ZITIERTE PASSAGE:
╭──

Interview

Man muss einen Schritt mehr machen

Im Gespräch: Tobias Hauser, Fotojournalist und Mundologia-Veranstalter

Die von Tobias Hauser und David Hettich initiierte Mundologia zählt mittlerweile zu den wichtigsten und hochkarätigsten Events im Freiburger Kulturkalender. 2004 im Bürgerhaus im Seepark erstmals durchgeführt, erfolgte vor knapp fünf Jahren der Umzug ins Konzerthaus, wo sich Europas größtes Festival für Fotografie, Abenteuer und Reisen inzwischen in vollster Blüte zeigt. Der Stellenwert der Veranstaltung lässt sich nicht zuletzt am Publikumszuspruch ablesen, der 2011 erstmals die Marke von 20.000 Besuchern überschritten hat. Im Vorfeld der 10. Mundologia, die vom 1. bis 3. Februar 2013 wiederum mit einer ganzen Reihe namhafter Referenten über die Bühne geht, unterhielt sich Claus Weissbarth mit Tobias Hauser.

╰──

AUSGEWÄHLTE DATEN:
╭──

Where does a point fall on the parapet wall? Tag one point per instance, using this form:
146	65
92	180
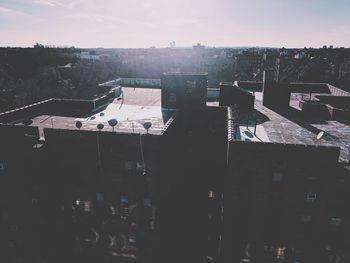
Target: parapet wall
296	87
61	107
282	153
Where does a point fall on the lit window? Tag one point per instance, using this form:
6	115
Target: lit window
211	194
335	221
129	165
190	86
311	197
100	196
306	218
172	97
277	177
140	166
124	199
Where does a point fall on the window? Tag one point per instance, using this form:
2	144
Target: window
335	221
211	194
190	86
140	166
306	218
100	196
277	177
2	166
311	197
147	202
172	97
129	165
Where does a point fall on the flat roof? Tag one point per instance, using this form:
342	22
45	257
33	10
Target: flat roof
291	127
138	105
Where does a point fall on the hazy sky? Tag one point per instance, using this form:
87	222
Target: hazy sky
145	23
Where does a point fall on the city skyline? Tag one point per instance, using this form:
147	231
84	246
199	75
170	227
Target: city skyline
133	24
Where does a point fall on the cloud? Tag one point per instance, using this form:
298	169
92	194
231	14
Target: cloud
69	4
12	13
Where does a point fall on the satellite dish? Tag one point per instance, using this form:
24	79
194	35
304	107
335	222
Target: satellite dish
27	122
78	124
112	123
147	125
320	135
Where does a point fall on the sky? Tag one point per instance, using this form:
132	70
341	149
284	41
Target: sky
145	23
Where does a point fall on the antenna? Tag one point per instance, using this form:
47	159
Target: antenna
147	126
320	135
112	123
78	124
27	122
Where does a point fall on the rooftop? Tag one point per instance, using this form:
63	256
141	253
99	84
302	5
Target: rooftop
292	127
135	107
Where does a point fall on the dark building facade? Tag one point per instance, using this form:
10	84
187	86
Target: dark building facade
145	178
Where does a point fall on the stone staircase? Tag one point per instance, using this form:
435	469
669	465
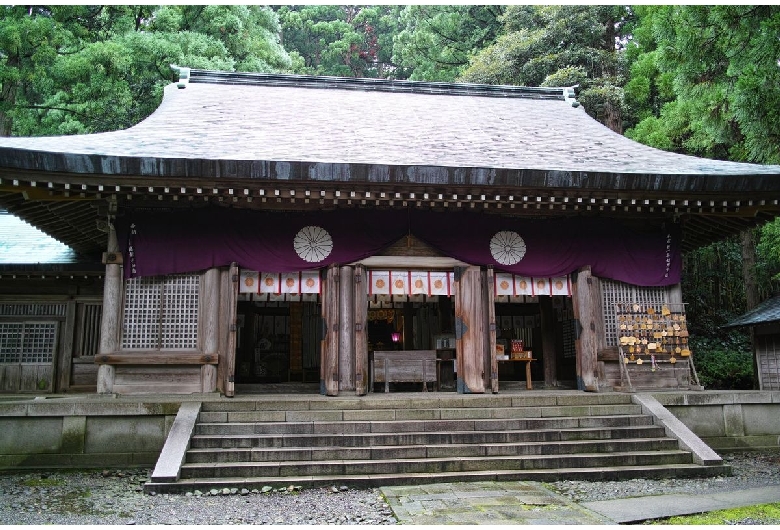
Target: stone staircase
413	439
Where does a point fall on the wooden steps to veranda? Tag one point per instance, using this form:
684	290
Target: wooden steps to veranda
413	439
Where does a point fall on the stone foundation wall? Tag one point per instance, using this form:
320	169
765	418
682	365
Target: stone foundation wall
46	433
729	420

╰──
╭──

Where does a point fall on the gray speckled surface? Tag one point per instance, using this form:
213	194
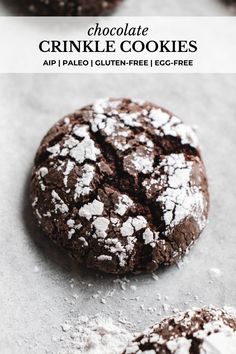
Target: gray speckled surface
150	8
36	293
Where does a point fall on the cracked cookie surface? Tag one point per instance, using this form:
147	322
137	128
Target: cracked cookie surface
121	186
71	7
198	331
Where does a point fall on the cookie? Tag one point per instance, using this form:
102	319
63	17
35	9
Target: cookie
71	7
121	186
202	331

╰──

AUSZUFÜHRENDE AUFGABE:
Gib den Text über die Mundologia von „Im Gespräch: Tobias“ bis einschließlich „mit Tobias Hauser.“ noch einmal wieder und tausche dabei „Konzerthaus“ gegen „Kongresszentrum“ aus. Die Einträge haben keinen Bezug zum Text über die Mundologia.

LÖSUNG DER ÜBUNG:
Im Gespräch: Tobias Hauser, Fotojournalist und Mundologia-Veranstalter

Die von Tobias Hauser und David Hettich initiierte Mundologia zählt mittlerweile zu den wichtigsten und hochkarätigsten Events im Freiburger Kulturkalender. 2004 im Bürgerhaus im Seepark erstmals durchgeführt, erfolgte vor knapp fünf Jahren der Umzug ins Kongresszentrum, wo sich Europas größtes Festival für Fotografie, Abenteuer und Reisen inzwischen in vollster Blüte zeigt. Der Stellenwert der Veranstaltung lässt sich nicht zuletzt am Publikumszuspruch ablesen, der 2011 erstmals die Marke von 20.000 Besuchern überschritten hat. Im Vorfeld der 10. Mundologia, die vom 1. bis 3. Februar 2013 wiederum mit einer ganzen Reihe namhafter Referenten über die Bühne geht, unterhielt sich Claus Weissbarth mit Tobias Hauser.